# Data lines
***

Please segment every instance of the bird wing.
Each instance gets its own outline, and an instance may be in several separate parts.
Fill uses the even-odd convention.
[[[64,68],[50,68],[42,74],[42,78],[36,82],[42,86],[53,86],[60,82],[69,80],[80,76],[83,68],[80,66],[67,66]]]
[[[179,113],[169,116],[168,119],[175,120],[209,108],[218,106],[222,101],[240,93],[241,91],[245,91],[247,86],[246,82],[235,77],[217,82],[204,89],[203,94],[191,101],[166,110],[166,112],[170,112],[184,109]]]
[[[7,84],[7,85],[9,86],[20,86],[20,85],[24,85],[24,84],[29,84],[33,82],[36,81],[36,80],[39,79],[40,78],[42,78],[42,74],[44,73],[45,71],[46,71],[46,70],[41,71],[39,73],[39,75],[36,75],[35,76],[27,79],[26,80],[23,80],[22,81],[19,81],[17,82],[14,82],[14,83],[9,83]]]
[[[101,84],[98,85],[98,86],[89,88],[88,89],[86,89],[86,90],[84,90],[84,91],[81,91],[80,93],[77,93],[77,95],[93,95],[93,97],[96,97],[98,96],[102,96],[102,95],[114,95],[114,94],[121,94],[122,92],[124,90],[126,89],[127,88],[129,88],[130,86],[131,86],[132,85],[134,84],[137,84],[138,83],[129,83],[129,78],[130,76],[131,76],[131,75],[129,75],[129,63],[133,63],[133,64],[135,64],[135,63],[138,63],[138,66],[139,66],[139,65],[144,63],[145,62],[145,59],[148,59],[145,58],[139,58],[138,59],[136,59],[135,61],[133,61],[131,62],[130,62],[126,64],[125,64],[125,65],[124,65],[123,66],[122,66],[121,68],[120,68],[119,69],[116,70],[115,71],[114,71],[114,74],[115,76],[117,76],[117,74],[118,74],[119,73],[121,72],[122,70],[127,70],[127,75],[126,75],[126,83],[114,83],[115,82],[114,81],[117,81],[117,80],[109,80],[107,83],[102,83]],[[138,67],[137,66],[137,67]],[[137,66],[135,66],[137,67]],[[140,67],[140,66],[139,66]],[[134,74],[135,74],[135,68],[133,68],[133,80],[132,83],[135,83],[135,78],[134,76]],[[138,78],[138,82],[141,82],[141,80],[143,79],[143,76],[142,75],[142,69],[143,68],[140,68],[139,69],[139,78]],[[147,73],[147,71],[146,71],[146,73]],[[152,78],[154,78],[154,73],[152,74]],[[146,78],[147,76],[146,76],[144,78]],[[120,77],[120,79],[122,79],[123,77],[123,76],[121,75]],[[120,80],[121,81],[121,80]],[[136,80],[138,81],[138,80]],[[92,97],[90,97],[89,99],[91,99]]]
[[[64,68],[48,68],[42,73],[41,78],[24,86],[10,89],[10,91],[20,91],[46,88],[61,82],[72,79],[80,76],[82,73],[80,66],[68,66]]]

***

# Work instructions
Copy the records word for word, beginning at their first line and stopping after the line that contains "Fill uses the even-odd convention.".

# Task answer
Please segment every instance of the bird wing.
Each instance gets its own outline, and an instance may be in several separate parts.
Fill uses the even-odd convention.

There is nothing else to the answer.